◆ WORK REQUIRED
Rewrite the lines from the one containing "Would you mind annotating the man's ear" through the last line below, both included, as a numbered list, skipping any blank lines and leaving out the pictures.

◆ SUPPLIED MATERIAL
════

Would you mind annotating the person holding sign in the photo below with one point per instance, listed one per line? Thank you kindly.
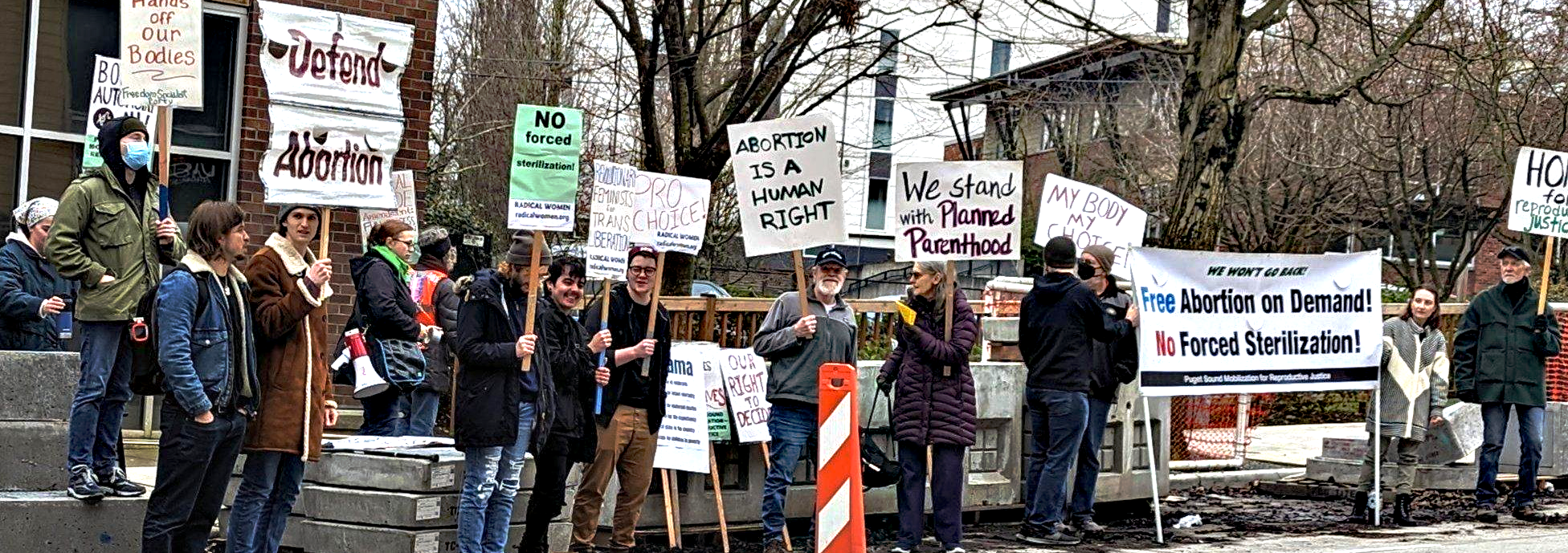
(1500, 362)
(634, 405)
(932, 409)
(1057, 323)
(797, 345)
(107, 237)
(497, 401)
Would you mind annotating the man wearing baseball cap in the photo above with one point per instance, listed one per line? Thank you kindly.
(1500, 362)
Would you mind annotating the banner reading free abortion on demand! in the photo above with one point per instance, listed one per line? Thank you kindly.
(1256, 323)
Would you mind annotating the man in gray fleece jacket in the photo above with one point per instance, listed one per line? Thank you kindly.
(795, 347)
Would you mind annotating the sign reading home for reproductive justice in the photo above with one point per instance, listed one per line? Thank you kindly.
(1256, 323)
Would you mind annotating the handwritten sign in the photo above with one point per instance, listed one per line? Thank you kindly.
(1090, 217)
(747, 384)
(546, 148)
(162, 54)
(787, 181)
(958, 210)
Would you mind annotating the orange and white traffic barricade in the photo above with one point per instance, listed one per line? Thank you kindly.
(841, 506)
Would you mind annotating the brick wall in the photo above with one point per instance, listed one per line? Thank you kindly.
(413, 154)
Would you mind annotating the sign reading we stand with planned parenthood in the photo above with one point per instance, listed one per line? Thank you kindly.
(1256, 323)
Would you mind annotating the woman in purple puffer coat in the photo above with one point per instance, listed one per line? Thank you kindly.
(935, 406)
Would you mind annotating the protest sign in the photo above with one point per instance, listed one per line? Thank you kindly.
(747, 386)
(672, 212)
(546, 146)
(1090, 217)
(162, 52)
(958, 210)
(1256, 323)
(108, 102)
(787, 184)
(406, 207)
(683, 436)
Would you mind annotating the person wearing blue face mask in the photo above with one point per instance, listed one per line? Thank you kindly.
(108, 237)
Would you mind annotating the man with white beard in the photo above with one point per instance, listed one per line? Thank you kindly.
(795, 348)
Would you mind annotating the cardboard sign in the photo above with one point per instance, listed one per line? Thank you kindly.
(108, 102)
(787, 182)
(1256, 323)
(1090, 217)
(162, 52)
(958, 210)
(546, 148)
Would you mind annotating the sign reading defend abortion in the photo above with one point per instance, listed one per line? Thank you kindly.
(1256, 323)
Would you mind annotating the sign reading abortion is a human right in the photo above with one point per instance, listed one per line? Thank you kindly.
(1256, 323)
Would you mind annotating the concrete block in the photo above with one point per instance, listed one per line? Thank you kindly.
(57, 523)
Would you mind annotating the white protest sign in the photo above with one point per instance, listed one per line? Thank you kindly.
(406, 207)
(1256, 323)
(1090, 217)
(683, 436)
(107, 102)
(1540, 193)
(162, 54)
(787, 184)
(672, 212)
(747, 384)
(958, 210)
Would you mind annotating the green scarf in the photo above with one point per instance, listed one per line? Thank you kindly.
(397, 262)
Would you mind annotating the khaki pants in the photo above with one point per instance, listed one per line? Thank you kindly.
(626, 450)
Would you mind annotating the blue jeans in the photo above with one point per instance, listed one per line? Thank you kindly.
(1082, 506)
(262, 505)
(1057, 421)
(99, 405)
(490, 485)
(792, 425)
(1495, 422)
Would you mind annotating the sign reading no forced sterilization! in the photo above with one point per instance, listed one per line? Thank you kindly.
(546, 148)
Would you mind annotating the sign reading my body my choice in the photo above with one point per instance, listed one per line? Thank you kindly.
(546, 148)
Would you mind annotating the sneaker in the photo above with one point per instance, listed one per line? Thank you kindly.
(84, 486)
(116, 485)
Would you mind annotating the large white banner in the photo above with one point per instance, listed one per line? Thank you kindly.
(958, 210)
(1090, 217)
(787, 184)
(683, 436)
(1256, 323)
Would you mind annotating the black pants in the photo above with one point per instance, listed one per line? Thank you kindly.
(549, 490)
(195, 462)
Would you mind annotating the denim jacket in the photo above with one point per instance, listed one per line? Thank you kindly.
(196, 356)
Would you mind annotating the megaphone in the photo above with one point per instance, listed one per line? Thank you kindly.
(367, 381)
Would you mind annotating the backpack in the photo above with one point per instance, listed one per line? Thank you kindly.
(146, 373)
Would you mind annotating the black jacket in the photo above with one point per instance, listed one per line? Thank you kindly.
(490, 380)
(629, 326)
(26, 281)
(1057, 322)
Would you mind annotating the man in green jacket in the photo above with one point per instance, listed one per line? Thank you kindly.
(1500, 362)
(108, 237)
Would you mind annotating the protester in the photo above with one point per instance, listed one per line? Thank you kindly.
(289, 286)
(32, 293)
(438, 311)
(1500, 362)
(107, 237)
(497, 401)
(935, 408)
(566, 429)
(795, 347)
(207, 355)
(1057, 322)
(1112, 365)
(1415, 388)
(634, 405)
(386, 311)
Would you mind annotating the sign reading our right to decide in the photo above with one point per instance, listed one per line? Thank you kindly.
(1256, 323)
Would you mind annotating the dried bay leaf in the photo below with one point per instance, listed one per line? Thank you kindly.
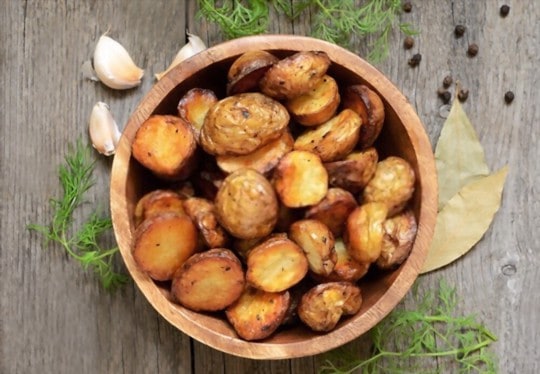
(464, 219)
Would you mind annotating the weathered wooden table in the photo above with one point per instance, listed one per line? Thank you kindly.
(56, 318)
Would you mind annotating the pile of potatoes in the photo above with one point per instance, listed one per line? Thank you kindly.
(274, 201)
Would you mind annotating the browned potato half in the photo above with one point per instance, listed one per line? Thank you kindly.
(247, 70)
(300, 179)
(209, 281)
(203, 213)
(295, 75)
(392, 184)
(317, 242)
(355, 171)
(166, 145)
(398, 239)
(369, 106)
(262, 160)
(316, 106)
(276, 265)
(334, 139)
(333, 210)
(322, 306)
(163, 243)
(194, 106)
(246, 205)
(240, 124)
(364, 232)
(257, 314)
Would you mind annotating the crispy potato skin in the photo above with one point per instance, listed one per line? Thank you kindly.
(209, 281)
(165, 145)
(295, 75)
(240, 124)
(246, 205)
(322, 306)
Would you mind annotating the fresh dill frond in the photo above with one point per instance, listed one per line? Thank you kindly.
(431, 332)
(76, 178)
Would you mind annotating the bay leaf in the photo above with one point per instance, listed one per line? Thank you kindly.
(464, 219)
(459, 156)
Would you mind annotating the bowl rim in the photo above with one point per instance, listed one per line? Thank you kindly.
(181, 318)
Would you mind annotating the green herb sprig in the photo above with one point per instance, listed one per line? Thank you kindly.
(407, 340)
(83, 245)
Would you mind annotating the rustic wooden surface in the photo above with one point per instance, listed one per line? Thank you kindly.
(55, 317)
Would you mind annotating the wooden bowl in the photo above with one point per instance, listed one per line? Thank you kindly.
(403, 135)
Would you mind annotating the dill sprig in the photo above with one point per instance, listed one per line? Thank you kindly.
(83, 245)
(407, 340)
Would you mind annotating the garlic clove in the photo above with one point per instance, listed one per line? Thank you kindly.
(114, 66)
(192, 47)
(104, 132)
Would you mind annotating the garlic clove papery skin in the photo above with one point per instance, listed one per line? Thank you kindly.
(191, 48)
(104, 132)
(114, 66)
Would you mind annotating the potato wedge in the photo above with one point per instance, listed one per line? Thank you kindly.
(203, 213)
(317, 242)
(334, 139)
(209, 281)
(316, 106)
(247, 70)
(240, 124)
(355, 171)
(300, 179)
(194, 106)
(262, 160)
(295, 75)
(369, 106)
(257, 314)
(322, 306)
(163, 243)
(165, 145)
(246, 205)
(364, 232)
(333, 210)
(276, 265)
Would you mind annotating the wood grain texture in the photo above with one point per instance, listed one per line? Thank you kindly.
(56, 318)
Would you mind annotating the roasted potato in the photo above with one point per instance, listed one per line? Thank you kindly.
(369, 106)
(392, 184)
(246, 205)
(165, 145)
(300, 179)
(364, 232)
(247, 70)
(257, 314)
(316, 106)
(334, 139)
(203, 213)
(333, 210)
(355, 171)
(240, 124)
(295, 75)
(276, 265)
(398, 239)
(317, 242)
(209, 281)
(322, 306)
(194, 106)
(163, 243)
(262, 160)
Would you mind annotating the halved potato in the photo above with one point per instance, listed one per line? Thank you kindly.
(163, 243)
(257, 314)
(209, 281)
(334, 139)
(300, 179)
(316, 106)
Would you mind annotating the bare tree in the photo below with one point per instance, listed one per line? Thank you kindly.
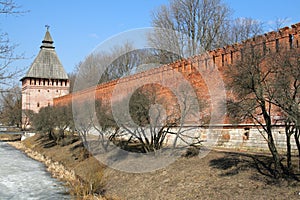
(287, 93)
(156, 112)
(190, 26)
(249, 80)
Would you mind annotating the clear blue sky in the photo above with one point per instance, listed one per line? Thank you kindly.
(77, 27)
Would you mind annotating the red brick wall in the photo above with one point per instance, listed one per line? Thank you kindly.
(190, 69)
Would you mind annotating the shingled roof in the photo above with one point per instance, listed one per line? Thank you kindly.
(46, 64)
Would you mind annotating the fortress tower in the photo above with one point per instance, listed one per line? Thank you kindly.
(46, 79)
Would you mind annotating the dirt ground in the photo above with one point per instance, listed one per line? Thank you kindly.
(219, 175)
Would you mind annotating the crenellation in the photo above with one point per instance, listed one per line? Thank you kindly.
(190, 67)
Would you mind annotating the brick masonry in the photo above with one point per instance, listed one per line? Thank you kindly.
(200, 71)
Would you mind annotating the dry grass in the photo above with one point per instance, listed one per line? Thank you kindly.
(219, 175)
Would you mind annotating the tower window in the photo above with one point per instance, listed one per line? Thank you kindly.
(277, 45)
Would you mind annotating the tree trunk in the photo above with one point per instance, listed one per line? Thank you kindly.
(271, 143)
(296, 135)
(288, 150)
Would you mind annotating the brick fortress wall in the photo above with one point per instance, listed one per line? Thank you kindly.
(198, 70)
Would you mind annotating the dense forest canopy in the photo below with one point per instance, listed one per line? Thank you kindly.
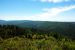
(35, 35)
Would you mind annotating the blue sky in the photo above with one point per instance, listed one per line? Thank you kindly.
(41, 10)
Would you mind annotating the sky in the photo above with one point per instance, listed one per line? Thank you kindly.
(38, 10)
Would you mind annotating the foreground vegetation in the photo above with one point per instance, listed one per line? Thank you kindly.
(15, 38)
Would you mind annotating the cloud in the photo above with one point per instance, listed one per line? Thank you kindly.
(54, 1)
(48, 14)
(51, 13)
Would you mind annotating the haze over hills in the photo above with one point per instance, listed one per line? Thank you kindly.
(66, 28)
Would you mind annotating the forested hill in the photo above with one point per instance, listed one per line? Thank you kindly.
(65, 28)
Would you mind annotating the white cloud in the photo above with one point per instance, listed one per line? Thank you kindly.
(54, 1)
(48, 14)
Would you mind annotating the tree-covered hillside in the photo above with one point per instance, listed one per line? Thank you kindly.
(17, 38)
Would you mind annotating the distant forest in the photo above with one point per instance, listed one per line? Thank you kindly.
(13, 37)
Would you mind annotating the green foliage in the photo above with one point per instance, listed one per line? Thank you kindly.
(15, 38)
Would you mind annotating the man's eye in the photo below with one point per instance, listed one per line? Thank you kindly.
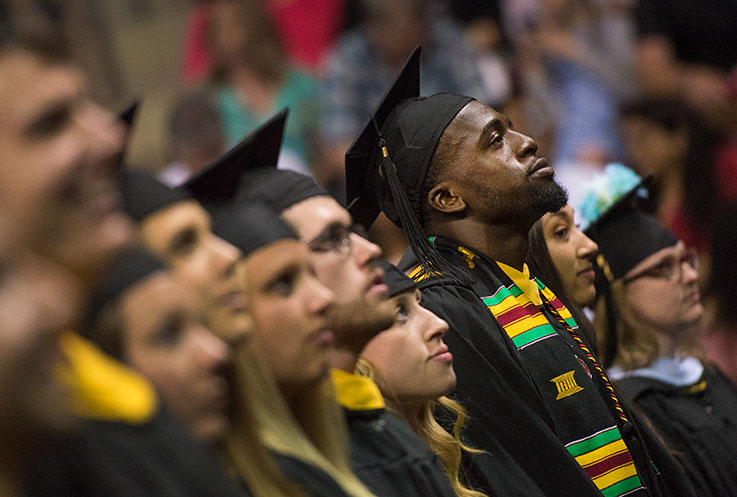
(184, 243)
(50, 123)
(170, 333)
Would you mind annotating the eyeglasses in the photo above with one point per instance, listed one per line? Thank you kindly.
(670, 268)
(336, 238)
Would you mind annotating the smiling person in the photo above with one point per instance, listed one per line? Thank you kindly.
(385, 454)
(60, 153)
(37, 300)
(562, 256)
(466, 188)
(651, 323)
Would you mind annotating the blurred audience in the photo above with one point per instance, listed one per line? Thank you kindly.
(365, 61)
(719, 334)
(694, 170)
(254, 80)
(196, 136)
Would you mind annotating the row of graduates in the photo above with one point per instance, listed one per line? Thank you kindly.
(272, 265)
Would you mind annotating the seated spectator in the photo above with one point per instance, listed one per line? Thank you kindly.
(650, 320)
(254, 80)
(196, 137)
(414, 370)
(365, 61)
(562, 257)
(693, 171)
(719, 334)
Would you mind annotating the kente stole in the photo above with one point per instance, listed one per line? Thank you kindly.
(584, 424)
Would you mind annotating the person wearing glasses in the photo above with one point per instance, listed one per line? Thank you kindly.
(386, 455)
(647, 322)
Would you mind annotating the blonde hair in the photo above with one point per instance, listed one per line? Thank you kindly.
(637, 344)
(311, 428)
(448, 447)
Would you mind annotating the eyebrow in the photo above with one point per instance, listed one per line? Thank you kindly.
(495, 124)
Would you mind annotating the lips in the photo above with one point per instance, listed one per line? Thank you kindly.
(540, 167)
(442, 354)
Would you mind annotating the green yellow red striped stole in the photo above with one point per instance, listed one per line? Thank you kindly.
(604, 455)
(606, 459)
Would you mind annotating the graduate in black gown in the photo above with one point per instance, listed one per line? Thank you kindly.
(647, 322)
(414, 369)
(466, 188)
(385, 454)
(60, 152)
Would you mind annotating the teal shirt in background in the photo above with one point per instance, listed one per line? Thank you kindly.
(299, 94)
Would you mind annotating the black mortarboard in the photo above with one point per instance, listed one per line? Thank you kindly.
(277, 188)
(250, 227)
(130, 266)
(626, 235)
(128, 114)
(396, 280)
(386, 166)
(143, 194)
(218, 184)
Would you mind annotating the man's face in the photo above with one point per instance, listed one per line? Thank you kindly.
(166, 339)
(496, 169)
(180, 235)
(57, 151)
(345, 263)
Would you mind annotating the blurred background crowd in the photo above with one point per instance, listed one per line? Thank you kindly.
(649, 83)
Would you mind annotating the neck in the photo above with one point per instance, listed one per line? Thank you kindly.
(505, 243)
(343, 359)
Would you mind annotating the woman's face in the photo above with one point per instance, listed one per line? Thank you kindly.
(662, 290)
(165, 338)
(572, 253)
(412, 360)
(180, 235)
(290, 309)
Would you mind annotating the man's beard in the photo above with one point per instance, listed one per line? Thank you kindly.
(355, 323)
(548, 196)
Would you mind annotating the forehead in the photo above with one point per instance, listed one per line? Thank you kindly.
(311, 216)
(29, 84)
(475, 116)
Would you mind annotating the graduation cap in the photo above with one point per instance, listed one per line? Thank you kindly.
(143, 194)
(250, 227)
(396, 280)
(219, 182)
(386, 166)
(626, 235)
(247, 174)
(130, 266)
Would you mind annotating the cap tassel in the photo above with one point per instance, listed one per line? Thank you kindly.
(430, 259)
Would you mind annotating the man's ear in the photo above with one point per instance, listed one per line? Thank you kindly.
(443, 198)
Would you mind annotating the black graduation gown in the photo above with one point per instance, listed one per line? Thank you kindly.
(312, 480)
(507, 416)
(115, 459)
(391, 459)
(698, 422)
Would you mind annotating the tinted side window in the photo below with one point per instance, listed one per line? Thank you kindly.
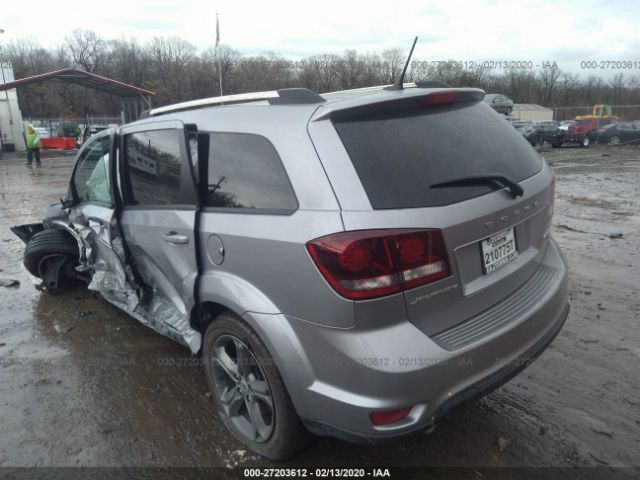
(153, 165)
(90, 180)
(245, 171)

════

◆ EXPECTED ANSWER
1. Would you mind annotating the man's ear in the photo above with one point per instance, listed one per line? Thank you kindly.
2. (443, 198)
3. Would you mind annotating the black graduation gown in the photo above with one point per instance, listed one per line? Thank you kindly.
4. (312, 480)
5. (507, 416)
6. (115, 459)
7. (391, 459)
8. (698, 422)
9. Would you mind annotating the tinted side window in the photo below with one point per instance, listed one per line? Thank you kindly.
10. (153, 165)
11. (90, 180)
12. (245, 171)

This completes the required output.